** start of Supplied records **
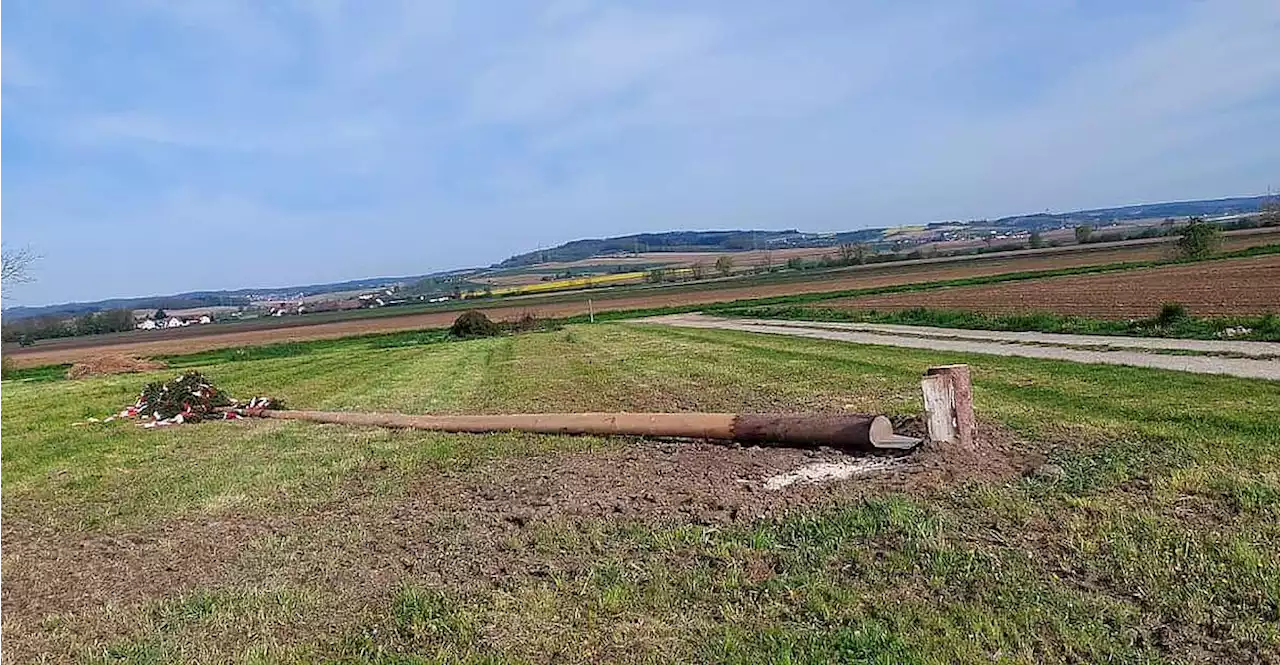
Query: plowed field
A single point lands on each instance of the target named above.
(296, 329)
(1216, 288)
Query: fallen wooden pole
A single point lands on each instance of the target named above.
(846, 431)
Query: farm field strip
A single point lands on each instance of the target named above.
(1251, 349)
(1219, 288)
(287, 542)
(679, 296)
(1212, 365)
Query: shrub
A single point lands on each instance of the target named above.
(1200, 239)
(474, 324)
(1171, 313)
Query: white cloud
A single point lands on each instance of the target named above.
(16, 72)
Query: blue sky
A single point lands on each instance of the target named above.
(158, 146)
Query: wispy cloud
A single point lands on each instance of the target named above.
(457, 133)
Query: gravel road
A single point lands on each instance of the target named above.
(1260, 361)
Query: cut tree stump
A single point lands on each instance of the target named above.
(949, 406)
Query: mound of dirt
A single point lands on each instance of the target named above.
(113, 365)
(474, 524)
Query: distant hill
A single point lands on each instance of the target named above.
(731, 241)
(1175, 209)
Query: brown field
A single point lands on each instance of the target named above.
(297, 329)
(1217, 288)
** end of Supplied records **
Work to be completed:
Write out all the entries again, requests included, but shift every coordinate in the answers by -26, both x and y. Leave the pictures out.

Correct result:
Query: plowed field
A single point lands on each instance of the target named above.
(270, 303)
(1190, 262)
Query: fallen wooden pole
A single point lands on each instance of the target named above.
(820, 405)
Query: farm field strip
A single point lands on each instance of the target named above.
(1225, 323)
(1193, 262)
(261, 516)
(653, 270)
(1186, 339)
Query: shrub
A single point lands on each instance of the target named above.
(1174, 213)
(448, 298)
(1145, 287)
Query: white cloud
A single point lands on each instance of the target named above.
(-10, 46)
Query: blue sky
A single point lands on each instance of the target named above.
(132, 120)
Query: wispy cloud
A single point lands on each instance of the target named above.
(431, 107)
Query: gravel road
A single point lands on each instance of the target named above.
(1234, 335)
Query: cut tree stump
A single point lands on each instance of the target named above.
(923, 380)
Query: mound of dirt
A single point lands on each instance of the target named above.
(87, 339)
(448, 498)
Query: distant hill
A single point lands on each instance of the target named above.
(705, 215)
(1149, 183)
Query: brown field
A single point lands on each instance of the target named above.
(271, 303)
(1191, 262)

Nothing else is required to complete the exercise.